___ Given passage

My Search for Acceptance as a College Student With Ehlers-Danlos Syndrome

I have Ehlers-Danlos syndrome. My parents thought it would be good for me to live on campus my freshman year, to gain that college experience. And for the most part, I agreed with them. My biggest concern was either finding a roommate who would understand my situation, or not having a roommate at all. My problem was that my university was very persistent about me needing to have a roommate. I wasn’t in a wheelchair, so they thought I must be able to live with someone just fine. They were wrong.

I don’t blame my roommate for the problems that arose. I wouldn’t necessarily wish living with someone with my condition on those who aren’t loved ones and voluntarily choose to do so. But there are days when I need 12 hours of sleep. I was never given that. There were days when I couldn’t stand loud noises, but she had to dry her hair. And there were days when all lights bothered me, but she needed lights on to see and do homework. You can’t always get needs met when you live in a 15 by 20 foot room with another person. We lasted one semester until it was proven that having my own room was best for my health.

Even putting the roommate situation aside, campus living was hard. There were days I could barely walk 10 feet, but needed to walk half a mile to get to class or to even get food. So many “friends” would call me lazy for driving from my dorm to the academic buildings. They just didn’t understand why. The few friends I made at freshman orientation started to dwindle because I never wanted to go out.

“Going out” consisted of going to the apartments to drink and party until 4 o’clock in the morning. Even if I wanted to go and not drink, I couldn’t; the smell of alcohol makes me nauseous. And the more opportunities I missed out on, the less people continued to try to include me. I was at a point where if I wanted to get lunch with my group of friends, I had to invite myself along.

There are some upsides, though. I found one friend who completely understood. She was happily content to just sit and watch TV with me on a Friday night. She loved that I went to bed at 8 p.m. because it gave her an excuse to also. It took me a long time to find her. She was the first person who entered my life post-diagnosis I finally felt accepted by. She gave me hope that people will understand and still love you for who you are, even if they have only known you a short time.

______

Brief 1 =
Answer these from the essay about college life with Ehlers-Danlos syndrome:
(a) How many hours of sleep does the writer need on some days?
(b) What were the dimensions of the shared dorm room?
(c) At what time did the writer go to bed?
Brief 2 =
Repeat the portion of the essay about college life with Ehlers-Danlos syndrome from "There are some" to "a short time.".

___ Dataset excerpts

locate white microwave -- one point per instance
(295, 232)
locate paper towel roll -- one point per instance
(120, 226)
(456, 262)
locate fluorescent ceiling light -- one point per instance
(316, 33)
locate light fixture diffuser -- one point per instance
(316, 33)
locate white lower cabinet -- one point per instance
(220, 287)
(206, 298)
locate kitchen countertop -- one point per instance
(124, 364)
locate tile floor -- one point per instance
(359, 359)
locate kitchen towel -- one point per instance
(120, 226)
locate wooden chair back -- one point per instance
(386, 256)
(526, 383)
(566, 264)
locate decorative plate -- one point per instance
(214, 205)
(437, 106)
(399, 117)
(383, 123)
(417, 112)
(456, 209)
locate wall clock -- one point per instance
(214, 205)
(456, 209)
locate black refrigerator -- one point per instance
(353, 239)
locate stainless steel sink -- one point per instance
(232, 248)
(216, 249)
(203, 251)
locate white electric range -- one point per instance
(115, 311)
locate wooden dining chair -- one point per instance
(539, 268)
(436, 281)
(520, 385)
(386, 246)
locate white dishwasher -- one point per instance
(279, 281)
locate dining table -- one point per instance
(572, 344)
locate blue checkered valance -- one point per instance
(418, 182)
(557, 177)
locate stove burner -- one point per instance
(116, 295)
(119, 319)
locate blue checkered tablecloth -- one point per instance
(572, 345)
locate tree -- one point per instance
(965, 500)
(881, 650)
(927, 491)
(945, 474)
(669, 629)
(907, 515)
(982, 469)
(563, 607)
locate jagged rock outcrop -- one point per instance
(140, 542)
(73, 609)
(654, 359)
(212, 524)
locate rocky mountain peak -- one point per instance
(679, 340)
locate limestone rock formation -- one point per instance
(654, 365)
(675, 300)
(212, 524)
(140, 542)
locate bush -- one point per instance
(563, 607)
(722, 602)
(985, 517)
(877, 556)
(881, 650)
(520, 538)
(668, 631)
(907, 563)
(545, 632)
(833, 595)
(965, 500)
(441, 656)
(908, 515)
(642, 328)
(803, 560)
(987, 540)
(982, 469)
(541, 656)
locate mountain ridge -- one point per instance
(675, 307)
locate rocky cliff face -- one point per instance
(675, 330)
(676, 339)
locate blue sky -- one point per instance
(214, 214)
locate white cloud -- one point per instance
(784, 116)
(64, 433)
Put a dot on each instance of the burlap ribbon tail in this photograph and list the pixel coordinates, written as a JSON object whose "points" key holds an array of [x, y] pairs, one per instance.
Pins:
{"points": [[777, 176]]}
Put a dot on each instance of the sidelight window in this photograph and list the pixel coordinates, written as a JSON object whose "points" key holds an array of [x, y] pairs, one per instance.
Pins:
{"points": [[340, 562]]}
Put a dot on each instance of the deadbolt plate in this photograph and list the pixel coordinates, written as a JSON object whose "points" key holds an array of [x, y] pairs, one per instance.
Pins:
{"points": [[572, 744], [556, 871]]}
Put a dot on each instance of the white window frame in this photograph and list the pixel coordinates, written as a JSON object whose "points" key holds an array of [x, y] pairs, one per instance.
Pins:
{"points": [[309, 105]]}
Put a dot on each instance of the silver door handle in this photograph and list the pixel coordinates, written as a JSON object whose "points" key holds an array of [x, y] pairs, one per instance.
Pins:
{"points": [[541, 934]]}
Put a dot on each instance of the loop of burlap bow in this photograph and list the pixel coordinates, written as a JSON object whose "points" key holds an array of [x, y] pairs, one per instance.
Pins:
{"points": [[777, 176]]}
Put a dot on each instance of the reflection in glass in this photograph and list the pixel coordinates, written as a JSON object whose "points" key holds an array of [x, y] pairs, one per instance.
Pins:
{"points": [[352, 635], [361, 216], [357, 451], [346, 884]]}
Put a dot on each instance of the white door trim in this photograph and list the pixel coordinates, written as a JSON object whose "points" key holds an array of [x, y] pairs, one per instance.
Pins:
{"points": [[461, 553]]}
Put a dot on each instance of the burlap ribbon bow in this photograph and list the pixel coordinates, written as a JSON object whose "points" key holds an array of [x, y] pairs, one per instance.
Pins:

______

Problem solution 1 =
(a) 12 hours
(b) 15 by 20 feet
(c) 8 p.m.

Problem solution 2 =
There are some upsides, though. I found one friend who completely understood. She was happily content to just sit and watch TV with me on a Friday night. She loved that I went to bed at 8 p.m. because it gave her an excuse to also. It took me a long time to find her. She was the first person who entered my life post-diagnosis I finally felt accepted by. She gave me hope that people will understand and still love you for who you are, even if they have only known you a short time.